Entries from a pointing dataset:
— BEGIN —
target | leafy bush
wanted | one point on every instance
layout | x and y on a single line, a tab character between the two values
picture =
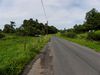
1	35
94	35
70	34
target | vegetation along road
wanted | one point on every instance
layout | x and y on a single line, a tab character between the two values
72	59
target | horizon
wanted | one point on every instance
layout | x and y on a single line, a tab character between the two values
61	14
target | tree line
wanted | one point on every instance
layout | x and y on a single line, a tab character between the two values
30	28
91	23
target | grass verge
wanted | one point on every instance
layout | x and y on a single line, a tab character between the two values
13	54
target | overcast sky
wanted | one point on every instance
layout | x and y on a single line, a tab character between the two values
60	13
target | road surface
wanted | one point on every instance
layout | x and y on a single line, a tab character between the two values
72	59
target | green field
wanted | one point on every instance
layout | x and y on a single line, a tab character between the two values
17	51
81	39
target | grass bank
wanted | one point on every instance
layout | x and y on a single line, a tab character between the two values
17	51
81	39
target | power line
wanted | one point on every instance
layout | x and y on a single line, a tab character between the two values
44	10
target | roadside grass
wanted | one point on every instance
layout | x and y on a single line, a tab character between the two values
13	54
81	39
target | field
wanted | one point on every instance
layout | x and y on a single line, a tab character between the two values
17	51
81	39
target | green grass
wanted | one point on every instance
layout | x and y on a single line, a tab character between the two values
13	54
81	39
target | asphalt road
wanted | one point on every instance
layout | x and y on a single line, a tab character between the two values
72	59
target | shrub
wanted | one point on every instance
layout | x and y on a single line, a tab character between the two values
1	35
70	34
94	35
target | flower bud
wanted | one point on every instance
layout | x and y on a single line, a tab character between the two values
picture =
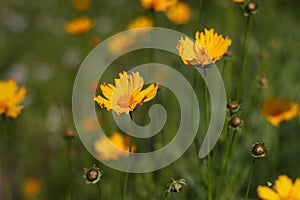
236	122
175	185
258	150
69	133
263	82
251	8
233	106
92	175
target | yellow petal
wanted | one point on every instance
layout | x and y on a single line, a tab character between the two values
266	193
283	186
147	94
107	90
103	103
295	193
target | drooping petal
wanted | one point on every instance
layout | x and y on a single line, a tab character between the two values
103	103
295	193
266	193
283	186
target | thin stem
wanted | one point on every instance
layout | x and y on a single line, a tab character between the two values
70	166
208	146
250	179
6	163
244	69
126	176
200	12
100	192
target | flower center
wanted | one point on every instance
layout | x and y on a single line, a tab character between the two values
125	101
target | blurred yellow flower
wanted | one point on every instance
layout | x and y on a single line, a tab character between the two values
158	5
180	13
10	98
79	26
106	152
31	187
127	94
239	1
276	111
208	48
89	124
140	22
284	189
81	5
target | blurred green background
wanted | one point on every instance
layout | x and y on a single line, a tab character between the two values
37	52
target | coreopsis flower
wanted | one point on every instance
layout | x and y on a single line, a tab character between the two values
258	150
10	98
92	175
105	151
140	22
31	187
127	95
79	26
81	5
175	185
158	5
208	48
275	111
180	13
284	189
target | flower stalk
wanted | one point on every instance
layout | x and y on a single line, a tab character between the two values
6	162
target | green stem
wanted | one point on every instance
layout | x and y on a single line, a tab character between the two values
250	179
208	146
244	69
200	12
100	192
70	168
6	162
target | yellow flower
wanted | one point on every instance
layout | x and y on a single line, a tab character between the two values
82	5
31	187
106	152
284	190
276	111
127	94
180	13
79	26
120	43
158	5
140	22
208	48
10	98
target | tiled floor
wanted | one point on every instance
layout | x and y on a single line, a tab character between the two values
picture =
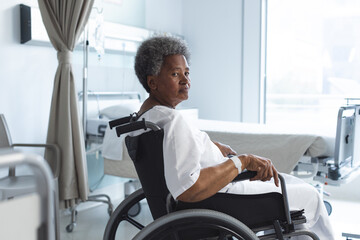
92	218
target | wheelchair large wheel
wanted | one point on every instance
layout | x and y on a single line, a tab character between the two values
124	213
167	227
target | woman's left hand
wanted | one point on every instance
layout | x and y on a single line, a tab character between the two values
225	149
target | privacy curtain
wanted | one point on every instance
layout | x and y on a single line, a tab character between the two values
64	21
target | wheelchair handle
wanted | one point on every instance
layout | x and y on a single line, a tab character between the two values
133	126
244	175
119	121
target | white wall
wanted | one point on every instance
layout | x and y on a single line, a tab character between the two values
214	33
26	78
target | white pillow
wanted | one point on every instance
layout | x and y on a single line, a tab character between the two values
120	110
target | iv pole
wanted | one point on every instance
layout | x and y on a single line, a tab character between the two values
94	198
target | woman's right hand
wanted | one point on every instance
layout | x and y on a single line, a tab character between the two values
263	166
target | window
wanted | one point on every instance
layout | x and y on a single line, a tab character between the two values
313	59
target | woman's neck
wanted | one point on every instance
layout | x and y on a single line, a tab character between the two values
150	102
— END —
- _WHAT NEEDS TO BE DONE_
Print exactly the span of lines that begins with the line containing "target | flower stalk" and ends with the last line of the listing, with no pictures.

- _RESULT_
target | flower stalk
wanted | one point on every instance
layout | x and y on a single line, a tab character between the two values
6	162
target | green stem
wanted | one point on every instance
layout | x and y on a single line, a tab character between the two values
250	179
208	146
244	69
200	12
100	192
70	168
6	162
target | yellow flower
wanted | one point on every instance
layout | x and y on a single line, a tab character between the two values
82	5
31	187
106	152
284	190
276	111
127	94
180	13
79	26
120	43
158	5
140	22
208	48
10	98
target | tiled floor
wanted | one point on every instance
layout | x and y on a single line, a tab character between the two values
picture =
92	218
target | wheelchair large wheel
wanted | one point on every instance
layout | x and y on a single line, a tab character between the two values
124	213
167	227
target | woman's left hand
wanted | one point on every instance
layout | x and y on a single line, a tab character between the two values
225	149
target | privacy curtain
wanted | one point on every instance
layout | x and y on a single line, a tab character between the two values
64	21
target | wheelchair handle
wanted | one point on every instance
layout | x and y on a single line, a tab character between the two values
133	126
244	175
119	121
target | white wall
wanted | one point on every instance
layout | x and y on a single line, a tab character between the two values
214	33
26	78
target | white pillow
wanted | one point on every instance
layout | x and y on a single line, a tab character between the two values
120	110
target | iv pole
wanted | one point on every instance
layout | x and y on a single line, a tab character between the two values
94	198
target | woman's right hand
wanted | one point on every instance
layout | x and y on a single line, a tab character between the two values
263	166
target | window
wanted | one point on every instance
layout | x and y on a single line, a tab character between the two values
313	59
target | woman's neck
wanted | one point on every instance
layout | x and y on a single line, a tab character between the two values
150	102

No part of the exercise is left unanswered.